> **Gelesenes anwenden**:
1) Zieh jede Zeile aus den Einträgen heraus, in der die Zeichenfolge „positive“ vorkommt. Groß- und Kleinschreibung zählt.
2) Führe bitte den Text über die Zwangsräumung bei einer Hochschwangeren im Anschluss an seinen letzten Satz weiter.

> **Lesetext**:
■ ■ ■ ■

Keine Zwangsräumung einer Wohnung gegen Hochschwangere

Das BVerfG hat auf den Eilantrag einer hochschwangeren Mieterin die unmittelbar bevorstehende Zwangsräumung ihrer Wohnung gestoppt.

Das BVerfG hat sich in einem Eilverfahren ausführlich mit dem bei der Zwangsräumung von Wohnungen zu beachtenden Recht der Mieter auf Leben und körperliche Unversehrtheit befasst. Das höchste deutsche Gericht hat klargestellt, dass bei einer infolge einer Zwangsräumung drohenden Gefahr schwerwiegender gesundheitlicher Risiken eine mit den guten Sitten unvereinbare Härte im Sinne von § 765a ZPO vorliegen und die Zwangsräumung aus verfassungsrechtlichen Gründen unzulässig machen kann.

Anordnungsbefugnis des BVerfG zur Abwehr schwerer Nachteile

Das BVerfG bejahte seine Befugnis zum Erlass einer einstweiligen Anordnung, obwohl der ordentliche Rechtsweg noch nicht ausgeschöpft war. Gemäß § 32 Abs. 1 BVerfGG kann das BVerfG einen Zustand durch eine einstweilige Anordnung vorläufig regeln, wenn dies zur Abwehr schwerer Nachteile oder aus einem anderen wichtigen Grund zum gemeinen Wohl dringend geboten ist. Diese Voraussetzungen sah das Gericht im konkreten Fall als gegeben an.

Entbindung per Kaiserschnitt 4 Tage nach dem Räumungstermin geplant

Gegenstand des Eilverfahrens war die Zwangsvollstreckung aus einem zwischen dem Vermieter und den Mietern geschlossener gerichtlicher Räumungsvergleich. Die Mieterseite bestand aus einem Ehepaar mit Kindern. Die Ehefrau war hochschwanger. Sie hatte einen Krankenhaustermin für einen Kaiserschnitt vereinbart, der 4 Tage nach dem für die Zwangsräumung der Wohnung angesetzten Termin lag.

■ ■ ■ ■

> **Datenauszug**:
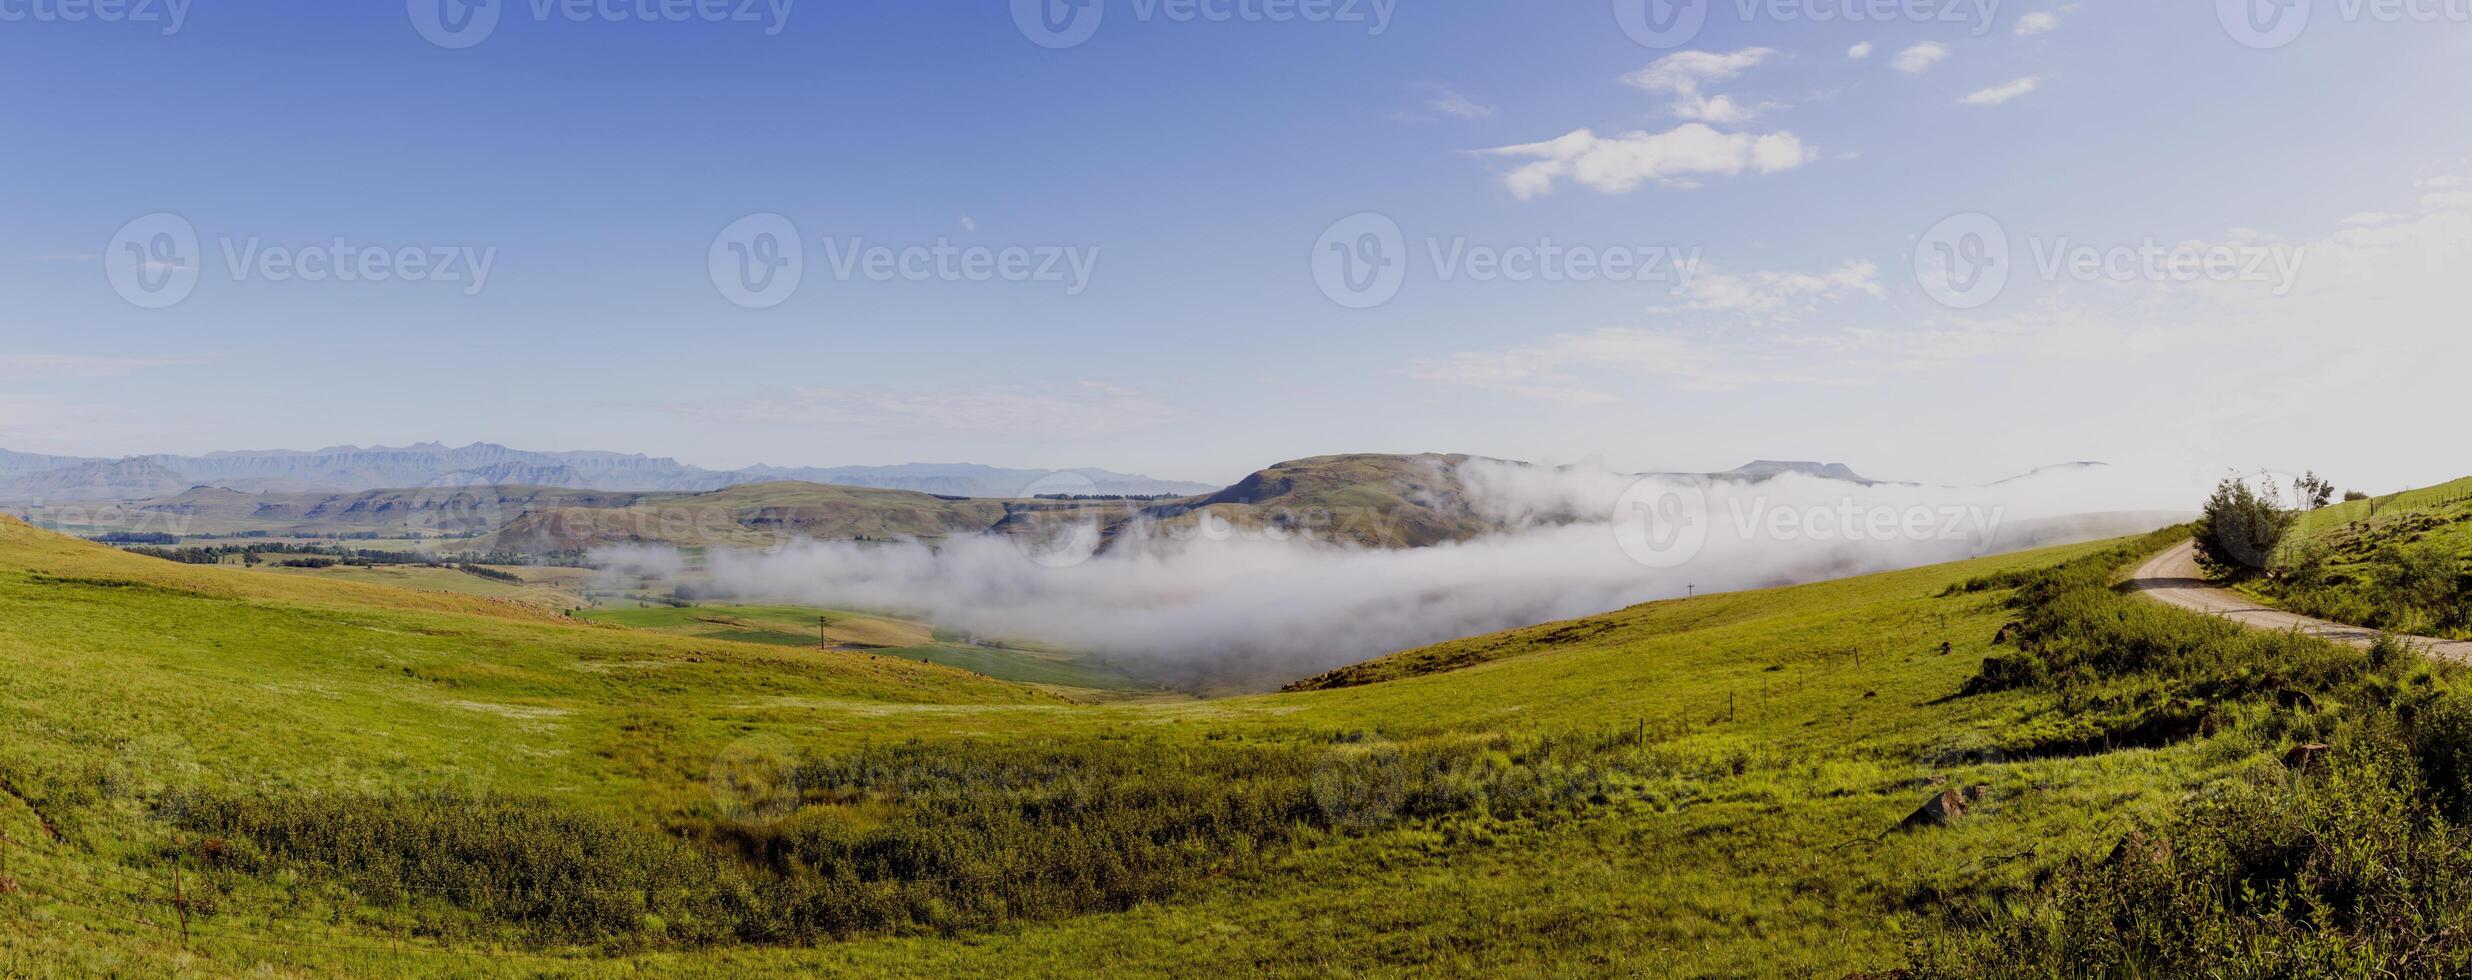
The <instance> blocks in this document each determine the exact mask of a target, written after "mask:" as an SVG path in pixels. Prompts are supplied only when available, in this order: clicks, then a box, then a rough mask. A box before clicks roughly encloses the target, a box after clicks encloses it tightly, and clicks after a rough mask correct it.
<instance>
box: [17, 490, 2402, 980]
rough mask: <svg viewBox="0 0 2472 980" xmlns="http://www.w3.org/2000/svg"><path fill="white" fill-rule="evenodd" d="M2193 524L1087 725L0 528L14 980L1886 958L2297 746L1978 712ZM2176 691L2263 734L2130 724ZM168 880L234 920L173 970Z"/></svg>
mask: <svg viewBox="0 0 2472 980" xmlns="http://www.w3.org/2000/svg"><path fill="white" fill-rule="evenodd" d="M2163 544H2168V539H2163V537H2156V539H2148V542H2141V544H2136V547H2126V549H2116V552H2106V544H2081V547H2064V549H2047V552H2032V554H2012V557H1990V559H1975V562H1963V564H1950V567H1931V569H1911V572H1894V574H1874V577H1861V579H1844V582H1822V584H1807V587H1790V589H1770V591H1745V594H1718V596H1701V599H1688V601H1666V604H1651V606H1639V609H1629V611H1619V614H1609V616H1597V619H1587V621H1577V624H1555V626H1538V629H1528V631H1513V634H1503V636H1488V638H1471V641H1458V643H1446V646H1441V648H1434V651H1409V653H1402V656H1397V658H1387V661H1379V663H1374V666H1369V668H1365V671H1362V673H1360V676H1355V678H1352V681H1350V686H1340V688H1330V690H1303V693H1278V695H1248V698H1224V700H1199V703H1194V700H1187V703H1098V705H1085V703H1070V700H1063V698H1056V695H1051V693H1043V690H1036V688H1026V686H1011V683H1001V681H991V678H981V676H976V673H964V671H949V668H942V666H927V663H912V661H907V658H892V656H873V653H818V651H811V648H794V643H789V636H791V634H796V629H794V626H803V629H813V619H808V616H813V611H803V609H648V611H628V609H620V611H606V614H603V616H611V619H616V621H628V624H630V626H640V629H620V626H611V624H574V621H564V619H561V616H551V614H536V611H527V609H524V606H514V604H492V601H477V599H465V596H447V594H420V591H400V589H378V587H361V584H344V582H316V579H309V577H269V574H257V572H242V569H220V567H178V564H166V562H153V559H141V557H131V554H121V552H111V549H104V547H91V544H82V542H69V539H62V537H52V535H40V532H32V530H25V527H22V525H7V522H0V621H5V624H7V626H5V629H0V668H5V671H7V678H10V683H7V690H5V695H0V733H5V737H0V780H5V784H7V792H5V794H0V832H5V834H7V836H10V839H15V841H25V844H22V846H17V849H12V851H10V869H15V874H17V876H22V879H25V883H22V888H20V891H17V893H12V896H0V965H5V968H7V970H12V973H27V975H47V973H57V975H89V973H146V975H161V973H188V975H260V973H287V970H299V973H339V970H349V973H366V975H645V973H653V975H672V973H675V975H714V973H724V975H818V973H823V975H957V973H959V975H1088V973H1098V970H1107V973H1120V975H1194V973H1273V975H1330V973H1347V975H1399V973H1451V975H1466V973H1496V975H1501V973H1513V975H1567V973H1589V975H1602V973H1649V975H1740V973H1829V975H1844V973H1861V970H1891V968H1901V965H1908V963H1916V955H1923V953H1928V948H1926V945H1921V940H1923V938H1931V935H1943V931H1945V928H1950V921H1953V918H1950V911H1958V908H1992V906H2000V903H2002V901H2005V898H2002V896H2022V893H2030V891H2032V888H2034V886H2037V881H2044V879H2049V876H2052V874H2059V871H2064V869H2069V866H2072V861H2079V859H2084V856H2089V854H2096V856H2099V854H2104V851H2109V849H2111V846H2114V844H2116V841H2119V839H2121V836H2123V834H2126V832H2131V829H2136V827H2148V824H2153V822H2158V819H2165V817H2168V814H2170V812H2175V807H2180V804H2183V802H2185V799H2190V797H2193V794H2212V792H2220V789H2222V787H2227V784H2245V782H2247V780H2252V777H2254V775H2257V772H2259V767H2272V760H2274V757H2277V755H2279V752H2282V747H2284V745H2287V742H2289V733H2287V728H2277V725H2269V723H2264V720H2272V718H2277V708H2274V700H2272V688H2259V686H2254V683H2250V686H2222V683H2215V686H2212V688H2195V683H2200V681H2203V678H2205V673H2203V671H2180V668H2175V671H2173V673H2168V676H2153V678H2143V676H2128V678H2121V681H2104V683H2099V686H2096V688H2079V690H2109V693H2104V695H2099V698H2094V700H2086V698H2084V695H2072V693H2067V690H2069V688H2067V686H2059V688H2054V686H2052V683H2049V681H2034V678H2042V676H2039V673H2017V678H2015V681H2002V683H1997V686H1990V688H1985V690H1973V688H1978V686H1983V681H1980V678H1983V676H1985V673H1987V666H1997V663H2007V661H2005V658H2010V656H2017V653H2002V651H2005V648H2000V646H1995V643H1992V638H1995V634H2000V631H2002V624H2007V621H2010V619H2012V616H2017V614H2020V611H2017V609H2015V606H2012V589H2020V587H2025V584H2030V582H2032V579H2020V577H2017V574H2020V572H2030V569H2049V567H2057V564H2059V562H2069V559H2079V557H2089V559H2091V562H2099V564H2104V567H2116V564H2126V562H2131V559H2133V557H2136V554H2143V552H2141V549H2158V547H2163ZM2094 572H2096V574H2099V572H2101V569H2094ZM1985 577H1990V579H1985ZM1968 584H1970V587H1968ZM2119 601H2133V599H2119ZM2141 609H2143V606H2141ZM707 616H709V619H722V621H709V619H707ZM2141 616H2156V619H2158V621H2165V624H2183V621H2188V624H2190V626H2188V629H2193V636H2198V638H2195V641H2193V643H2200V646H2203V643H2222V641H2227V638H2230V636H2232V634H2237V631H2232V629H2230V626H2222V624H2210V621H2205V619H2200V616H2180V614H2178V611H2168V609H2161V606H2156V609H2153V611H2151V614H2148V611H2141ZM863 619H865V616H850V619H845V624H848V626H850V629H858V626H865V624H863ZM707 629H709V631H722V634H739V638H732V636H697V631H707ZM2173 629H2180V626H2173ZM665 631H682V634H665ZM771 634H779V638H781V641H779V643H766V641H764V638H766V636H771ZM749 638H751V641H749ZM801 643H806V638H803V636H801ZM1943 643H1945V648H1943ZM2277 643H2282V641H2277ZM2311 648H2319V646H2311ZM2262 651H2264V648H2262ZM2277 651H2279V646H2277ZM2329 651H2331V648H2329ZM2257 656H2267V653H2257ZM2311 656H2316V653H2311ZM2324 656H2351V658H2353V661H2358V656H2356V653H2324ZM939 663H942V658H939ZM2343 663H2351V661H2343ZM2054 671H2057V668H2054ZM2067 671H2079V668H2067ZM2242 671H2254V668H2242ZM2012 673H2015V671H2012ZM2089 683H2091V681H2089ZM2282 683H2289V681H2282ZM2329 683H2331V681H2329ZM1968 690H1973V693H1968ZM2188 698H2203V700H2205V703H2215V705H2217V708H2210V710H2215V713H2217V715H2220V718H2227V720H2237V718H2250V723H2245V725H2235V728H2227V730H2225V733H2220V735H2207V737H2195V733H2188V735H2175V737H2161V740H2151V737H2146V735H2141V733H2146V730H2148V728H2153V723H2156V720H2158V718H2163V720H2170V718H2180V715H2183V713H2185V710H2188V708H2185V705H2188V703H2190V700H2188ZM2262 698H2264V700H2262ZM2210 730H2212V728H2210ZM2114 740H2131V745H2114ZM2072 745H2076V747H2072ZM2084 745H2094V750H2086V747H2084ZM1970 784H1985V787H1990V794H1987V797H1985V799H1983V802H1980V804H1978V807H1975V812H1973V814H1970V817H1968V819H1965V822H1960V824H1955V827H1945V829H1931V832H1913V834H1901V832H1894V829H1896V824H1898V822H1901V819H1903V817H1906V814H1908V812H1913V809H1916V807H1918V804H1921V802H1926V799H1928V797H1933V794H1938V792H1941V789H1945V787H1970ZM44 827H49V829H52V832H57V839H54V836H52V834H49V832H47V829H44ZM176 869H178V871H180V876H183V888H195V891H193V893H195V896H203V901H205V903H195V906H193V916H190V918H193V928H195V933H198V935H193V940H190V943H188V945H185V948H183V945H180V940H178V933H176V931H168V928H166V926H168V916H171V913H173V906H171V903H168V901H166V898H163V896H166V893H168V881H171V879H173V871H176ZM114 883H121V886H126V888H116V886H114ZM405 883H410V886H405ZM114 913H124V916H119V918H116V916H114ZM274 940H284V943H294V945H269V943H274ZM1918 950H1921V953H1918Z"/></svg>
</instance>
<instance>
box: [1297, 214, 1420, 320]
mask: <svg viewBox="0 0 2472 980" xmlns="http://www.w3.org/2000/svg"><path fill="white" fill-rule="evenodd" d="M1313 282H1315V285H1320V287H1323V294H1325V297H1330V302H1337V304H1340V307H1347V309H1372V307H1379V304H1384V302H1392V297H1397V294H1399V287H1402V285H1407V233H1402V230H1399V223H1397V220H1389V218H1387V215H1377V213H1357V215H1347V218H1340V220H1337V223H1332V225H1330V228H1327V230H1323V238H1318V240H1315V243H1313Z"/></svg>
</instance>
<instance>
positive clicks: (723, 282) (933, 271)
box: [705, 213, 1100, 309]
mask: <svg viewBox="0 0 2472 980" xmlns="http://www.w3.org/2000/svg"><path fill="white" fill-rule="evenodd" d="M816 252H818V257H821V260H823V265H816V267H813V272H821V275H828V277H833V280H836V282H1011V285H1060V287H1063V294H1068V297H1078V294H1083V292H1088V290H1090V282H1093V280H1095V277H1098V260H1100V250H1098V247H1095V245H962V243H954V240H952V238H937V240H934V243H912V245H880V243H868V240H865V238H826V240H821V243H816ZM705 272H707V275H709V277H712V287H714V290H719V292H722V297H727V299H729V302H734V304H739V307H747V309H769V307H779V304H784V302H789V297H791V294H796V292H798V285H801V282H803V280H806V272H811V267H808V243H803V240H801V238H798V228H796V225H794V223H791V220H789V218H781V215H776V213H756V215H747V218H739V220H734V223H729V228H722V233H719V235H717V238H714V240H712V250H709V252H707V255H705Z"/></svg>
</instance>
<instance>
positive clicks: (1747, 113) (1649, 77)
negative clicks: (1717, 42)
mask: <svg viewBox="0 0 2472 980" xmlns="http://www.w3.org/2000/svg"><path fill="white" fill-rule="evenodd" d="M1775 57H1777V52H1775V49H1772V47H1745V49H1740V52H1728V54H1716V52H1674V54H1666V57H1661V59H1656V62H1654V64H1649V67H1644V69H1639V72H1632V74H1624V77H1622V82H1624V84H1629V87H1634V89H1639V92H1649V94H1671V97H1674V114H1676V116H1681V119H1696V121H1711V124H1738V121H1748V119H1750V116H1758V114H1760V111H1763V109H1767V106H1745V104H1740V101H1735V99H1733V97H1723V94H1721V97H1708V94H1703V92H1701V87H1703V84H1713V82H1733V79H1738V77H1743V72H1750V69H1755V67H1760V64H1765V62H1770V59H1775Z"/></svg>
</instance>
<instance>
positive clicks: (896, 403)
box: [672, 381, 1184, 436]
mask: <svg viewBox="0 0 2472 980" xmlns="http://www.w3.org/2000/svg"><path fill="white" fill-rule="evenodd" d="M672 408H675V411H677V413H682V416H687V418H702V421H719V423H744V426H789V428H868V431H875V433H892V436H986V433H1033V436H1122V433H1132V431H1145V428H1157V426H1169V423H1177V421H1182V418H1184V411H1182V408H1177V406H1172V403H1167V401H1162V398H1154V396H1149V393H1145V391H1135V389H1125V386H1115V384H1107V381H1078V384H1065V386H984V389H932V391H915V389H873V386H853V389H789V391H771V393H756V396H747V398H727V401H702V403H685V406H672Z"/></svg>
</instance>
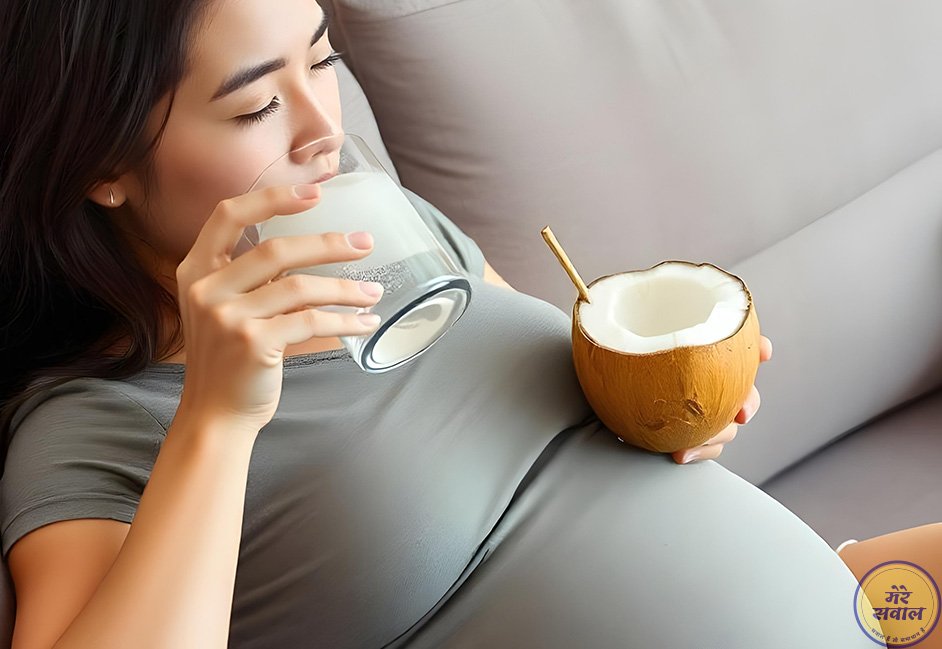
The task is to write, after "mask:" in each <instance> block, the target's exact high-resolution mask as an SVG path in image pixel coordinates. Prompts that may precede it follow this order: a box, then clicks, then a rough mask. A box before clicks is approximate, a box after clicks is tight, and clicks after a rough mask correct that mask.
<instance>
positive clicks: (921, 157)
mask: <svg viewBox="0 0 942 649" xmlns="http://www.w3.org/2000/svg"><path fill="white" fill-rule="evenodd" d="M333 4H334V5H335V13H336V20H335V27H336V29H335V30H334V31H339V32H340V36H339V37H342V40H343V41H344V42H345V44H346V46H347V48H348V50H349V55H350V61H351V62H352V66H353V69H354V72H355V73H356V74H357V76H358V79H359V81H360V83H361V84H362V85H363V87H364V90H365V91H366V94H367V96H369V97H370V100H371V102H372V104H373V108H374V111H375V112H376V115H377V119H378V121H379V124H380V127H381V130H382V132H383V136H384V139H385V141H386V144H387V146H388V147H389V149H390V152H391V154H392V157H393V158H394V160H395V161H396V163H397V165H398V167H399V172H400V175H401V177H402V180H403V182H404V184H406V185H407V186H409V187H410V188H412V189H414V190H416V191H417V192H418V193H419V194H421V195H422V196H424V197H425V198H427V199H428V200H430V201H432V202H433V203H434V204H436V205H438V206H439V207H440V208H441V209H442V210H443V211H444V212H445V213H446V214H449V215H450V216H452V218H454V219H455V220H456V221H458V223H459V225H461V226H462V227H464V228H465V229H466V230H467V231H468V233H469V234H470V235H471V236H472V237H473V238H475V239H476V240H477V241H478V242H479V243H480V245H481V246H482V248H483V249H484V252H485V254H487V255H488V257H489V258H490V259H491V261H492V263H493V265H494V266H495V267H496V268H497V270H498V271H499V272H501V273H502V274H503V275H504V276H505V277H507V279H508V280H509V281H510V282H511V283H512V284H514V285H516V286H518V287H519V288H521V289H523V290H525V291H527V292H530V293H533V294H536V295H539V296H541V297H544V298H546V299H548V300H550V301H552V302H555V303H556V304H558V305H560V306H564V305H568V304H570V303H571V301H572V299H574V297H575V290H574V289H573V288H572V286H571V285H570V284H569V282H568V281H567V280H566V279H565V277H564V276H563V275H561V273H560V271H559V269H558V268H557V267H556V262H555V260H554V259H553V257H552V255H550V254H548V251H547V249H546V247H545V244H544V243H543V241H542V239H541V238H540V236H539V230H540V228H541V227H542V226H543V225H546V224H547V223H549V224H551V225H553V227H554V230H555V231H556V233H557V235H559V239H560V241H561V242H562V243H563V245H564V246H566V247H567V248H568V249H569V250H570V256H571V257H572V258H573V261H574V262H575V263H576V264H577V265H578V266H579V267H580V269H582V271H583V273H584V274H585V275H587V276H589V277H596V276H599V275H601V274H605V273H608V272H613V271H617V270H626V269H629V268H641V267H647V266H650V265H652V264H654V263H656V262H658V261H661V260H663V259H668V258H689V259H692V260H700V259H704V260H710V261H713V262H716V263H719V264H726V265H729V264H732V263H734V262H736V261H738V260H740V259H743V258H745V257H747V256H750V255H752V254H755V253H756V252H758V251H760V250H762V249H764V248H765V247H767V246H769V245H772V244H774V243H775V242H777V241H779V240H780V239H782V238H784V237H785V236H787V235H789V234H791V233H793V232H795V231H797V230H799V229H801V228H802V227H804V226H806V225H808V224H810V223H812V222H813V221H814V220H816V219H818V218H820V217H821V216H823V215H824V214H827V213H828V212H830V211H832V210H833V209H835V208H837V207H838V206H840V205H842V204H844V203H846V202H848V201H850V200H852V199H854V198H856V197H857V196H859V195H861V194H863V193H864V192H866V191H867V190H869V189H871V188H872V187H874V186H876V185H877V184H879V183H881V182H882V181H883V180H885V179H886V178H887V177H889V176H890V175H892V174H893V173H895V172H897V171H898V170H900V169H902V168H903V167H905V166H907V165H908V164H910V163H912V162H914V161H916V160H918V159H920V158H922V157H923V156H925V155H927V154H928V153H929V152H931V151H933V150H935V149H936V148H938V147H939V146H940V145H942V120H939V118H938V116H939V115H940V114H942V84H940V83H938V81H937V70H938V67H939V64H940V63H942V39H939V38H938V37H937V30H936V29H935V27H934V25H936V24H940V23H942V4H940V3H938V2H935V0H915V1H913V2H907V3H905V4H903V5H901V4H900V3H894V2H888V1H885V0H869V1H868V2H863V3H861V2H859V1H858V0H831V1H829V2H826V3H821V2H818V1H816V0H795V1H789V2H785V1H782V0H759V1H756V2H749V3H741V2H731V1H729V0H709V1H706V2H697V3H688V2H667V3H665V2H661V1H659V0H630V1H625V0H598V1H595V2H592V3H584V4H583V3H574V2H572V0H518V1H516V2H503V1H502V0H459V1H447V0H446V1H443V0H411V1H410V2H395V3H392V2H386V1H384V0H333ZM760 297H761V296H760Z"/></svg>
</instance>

■ ■ ■ ■

> **Antworten**:
1)
positive clicks: (723, 282) (933, 271)
positive clicks: (1747, 113) (1649, 77)
positive clicks: (896, 403)
positive clicks: (921, 157)

2)
Räumungsschutz vom AG abgelehnt

Das AG hatte den Antrag der Familie auf Räumungsschutz abgelehnt. Das Vorbringen der Antragsteller genügte nach der Bewertung des AG nicht den Anforderungen an eine Einstellung der Zwangsvollstreckung gemäß § 765a Abs. 1 ZPO. Nach dieser Vorschrift kann eine Maßnahme der Zwangsvollstreckung untersagt oder einstweilen eingestellt werden, wenn die Maßnahme unter Würdigung des Schutzbedürfnisses auch des Gläubigers für den Schuldner eine besondere Härte bedeuten würde, die mit den guten Sitten nicht vereinbar ist.

AG räumte dem Vermieterinteresse an der Räumung Vorrang ein

In seinem Ablehnungsbeschluss ließ das AG Zweifel durchblicken, ob die durch eine Bescheinigung des Krankenhauses nachgewiesene Schwangerschaft der Ehefrau überhaupt bestand. Das AG hielt die Aufklärung dieser Frage letztlich nicht für erforderlich und argumentierte, die Antragsteller könnten sich schon deshalb nicht auf staatliche Schutzpflichten aus § 765a Abs. 1 ZPO berufen, weil eine erneute Schwangerschaft der Ehefrau im Hinblick auf die äußerst angespannte finanzielle Situation der Familie als geradezu fahrlässig erscheine. Unter Würdigung der Gesamtumstände räumte das AG dem Interesse des Gläubigers an einer zügigen Räumung der Wohnung Vorrang ein, zumal es Aufgabe der Stadt sei, gegebenenfalls für die Familie eine Notunterkunft zur Verfügung zu stellen.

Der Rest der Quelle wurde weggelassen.